#### EXCERPT TO READ
Content starts

“Fast-moving…engrossing…Sidney Sheldon is a master at giving the public what it wants.”
NO MAJOR SPOILERS
One of Sidney Sheldon’s biggest strengths was always ‘Simplicity’ and this one is the perfect testament to that signature style. We see so many unsuccessful attempts at writing a ‘Psychological Thriller’ by so many authors simply because of the reason that they tend to over complicate things. ‘The Naked Face’ is such a taut, edge of the seat psychological thriller with minimalistic details that I thought it’s James Patterson who’s writing it instead of Sidney Sheldon.
I was admitted in a hospital (forcefully for a trivial reason; I’m absolutely fine) for a day with absolutely nothing to do and without the Novel I’m currently reading (The Pillars of the Earth). Luckily, I saw some old novels lying somewhere and desperately started searching for something which I’ll be able to finish in a few hours and found the perfect one in ‘The Naked Face’.

Content ends

#### EXTRACTED ENTRIES
Content starts

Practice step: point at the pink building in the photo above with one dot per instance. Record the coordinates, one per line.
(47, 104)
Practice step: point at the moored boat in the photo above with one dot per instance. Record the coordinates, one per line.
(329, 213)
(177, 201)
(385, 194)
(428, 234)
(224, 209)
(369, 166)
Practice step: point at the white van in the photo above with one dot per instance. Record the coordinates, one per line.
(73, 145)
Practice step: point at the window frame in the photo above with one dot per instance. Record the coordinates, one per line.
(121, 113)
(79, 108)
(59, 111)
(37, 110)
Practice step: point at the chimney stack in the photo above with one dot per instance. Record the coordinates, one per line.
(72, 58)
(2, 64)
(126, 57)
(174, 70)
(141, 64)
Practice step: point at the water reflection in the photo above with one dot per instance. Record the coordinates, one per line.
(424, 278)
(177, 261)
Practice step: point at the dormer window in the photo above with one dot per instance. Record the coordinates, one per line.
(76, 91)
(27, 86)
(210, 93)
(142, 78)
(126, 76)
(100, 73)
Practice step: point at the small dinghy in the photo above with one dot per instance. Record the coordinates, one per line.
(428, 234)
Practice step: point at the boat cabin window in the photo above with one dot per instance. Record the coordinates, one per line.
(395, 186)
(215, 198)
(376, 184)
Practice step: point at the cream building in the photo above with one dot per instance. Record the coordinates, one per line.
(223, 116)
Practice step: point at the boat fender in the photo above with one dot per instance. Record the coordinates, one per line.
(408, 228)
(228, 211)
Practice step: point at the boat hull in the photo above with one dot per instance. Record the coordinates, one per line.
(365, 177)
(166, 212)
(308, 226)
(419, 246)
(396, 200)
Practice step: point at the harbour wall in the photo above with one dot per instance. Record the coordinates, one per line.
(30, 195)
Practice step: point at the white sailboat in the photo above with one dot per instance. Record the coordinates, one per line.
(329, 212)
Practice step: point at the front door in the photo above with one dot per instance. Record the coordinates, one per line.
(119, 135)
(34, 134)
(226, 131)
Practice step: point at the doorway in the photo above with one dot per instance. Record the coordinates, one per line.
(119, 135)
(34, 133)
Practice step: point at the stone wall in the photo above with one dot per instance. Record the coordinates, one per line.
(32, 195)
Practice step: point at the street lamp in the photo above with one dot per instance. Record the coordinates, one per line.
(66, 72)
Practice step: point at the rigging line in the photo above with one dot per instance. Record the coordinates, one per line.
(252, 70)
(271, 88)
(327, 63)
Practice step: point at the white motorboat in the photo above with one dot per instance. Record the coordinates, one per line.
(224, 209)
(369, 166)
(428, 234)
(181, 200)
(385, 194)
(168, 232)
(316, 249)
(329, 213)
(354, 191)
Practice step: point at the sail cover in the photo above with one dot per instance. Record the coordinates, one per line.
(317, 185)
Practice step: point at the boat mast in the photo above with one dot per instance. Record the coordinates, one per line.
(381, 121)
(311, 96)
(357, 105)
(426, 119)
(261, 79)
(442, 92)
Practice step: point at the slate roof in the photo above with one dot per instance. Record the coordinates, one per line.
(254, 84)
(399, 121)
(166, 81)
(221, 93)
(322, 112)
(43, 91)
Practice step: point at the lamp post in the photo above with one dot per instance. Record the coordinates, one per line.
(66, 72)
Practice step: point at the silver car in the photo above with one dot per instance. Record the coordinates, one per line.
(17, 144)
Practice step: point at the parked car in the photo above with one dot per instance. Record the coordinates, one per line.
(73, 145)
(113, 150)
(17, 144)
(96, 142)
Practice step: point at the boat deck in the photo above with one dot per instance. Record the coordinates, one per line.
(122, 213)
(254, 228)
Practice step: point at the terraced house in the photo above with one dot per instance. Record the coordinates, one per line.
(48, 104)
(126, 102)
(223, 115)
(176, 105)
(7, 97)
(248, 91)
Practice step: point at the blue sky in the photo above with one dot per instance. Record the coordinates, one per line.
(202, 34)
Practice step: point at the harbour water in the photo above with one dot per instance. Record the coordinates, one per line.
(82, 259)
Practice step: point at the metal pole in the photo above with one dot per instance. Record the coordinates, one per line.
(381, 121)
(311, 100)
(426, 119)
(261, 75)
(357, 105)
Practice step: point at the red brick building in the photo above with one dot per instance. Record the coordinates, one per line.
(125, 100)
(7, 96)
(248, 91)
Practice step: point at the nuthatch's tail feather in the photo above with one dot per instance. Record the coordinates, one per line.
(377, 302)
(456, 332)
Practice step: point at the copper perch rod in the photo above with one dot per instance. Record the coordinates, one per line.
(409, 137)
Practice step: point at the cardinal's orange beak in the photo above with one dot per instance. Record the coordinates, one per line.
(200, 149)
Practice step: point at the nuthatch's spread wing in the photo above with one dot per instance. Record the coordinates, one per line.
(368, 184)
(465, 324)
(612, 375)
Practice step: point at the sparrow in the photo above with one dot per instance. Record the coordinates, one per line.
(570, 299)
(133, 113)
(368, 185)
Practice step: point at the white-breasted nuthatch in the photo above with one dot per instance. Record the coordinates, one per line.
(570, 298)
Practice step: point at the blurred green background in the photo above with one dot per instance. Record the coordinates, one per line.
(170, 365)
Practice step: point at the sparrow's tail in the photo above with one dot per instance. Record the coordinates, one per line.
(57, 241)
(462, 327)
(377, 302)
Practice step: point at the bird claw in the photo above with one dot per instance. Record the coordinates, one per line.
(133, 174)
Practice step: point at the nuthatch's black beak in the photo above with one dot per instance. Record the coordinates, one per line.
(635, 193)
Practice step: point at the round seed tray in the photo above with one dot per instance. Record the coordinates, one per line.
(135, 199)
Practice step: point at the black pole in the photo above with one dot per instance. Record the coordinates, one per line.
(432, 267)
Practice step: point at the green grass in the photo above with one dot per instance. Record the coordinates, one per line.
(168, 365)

Content ends

#### PROBLEMS TO SOLVE
**A)** In the review, which novel was the reviewer reading at the time of the hospital stay?
**B)** Reproduce everything in the review from "I was admitted" down to "in ‘The Naked Face’.".

#### ANSWERS FOR EACH ITEM
**A)** The Pillars of the Earth.

**B)**
I was admitted in a hospital (forcefully for a trivial reason; I’m absolutely fine) for a day with absolutely nothing to do and without the Novel I’m currently reading (The Pillars of the Earth). Luckily, I saw some old novels lying somewhere and desperately started searching for something which I’ll be able to finish in a few hours and found the perfect one in ‘The Naked Face’.